* PEDIDO 1 *
Segundo o excerto do acórdão, em que data foi proferido o acórdão do Tribunal?
* PEDIDO 2 *
Enumere todas as partes do acórdão que o excerto indica na lista iniciada por «Sumário».

* EXCERTO *
^^^^^^^^^^^^^^^^

Documento 61985CJ0309

Acórdão do Tribunal de 2 de Fevereiro de 1988.
Bruno Barra contra Estado belga e Ville de Liège.
Pedido de decisão prejudicial: Tribunal de première instance de Liège - Bélgica.
Não discriminação - Acesso ao ensino não universitário - Repetição do indevido.
Processo 309/85.

Colectânea de Jurisprudência 1988 -00355

Identificador Europeu da Jurisprudência (ECLI): ECLI:EU:C:1988:42

61985J0309

ACORDAO DO TRIBUNAL DE JUSTICA DE 2 DE FEVEREIRO DE 1988. - BRUNO BARRA CONTRA ESTADO BELGA E MUNICIPIO DE LIEGE. - PEDIDO DE DECISAO PREJUDICIAL APRESENTADO PELO PRESIDENTE DO TRIBUNAL DE PREMIERE INSTANCE DE LIEGE. - NAO DISCRIMINACAO - ACESSO AO ENSINO NAO UNIVERSITARIO - REPETICAO DO INDEVIDO. - PROCESSO 309/85.

Colectânea da Jurisprudência 1988 página 00355
Edição especial sueca página 00325
Edição especial finlandesa página 00327


Sumário
Partes
Fundamentação jurídica do acórdão
Decisão sobre as despesas
Parte decisória

Palavras-chave


++++

1. Questões prejudiciais - Interpretação - Eficácia no tempo dos acórdãos interpretativos - Efeito retroactivo - Limites - Segurança jurídica - Poder de apreciação do Tribunal que se exerce no próprio acórdão prejudicial - Limitação posterior - Inadmissibilidade

(Artigo 177.° do Tratado CEE)

2. Direito comunitário - Princípios - Igualdade de tratamento - Discriminação em razão da nacionalidade - Ensino de carácter profissional ministrado num Estado-membro - Propina de inscrição ou "minerval" exigido apenas aos nacionais de outros Estados-membros - Proibição - Reconhecimento num acórdão prejudicial - Interpretação aplicável aos pedidos de acesso aos cursos de ensino profissional anteriores à prolação do acórdão

(Artigos 7.° e 177.° do Tratado CEE)

^^^^^^^^^^^^^^^^

* REGISTOS *
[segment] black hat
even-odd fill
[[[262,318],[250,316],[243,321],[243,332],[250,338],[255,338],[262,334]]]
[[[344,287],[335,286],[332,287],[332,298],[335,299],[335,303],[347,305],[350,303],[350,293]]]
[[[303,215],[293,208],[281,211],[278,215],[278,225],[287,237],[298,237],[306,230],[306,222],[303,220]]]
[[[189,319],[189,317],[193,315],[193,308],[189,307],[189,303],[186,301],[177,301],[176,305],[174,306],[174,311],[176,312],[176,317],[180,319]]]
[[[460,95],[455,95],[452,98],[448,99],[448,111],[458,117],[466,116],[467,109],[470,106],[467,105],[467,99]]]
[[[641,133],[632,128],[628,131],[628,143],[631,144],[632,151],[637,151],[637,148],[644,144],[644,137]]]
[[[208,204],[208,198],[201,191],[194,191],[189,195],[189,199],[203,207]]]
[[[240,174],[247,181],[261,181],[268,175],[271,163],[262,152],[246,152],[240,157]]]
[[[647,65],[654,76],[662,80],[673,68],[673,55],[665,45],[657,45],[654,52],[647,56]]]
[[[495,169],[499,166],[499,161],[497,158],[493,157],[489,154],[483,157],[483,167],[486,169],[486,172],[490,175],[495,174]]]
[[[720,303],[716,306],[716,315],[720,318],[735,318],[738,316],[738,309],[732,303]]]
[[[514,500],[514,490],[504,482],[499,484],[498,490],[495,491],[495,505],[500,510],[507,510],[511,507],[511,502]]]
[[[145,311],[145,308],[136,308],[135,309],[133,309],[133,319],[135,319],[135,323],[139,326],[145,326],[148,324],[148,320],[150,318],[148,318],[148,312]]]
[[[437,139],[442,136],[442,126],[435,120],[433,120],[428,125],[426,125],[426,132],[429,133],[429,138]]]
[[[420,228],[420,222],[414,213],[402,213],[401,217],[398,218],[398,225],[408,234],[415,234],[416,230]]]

^^^^^^^^^^^^^^^^

* RESPOSTA DO EXERCÍCIO 1 *
A 2 de fevereiro de 1988.

* RESPOSTA DO EXERCÍCIO 2 *
- Sumário
- Partes
- Fundamentação jurídica do acórdão
- Decisão sobre as despesas
- Parte decisória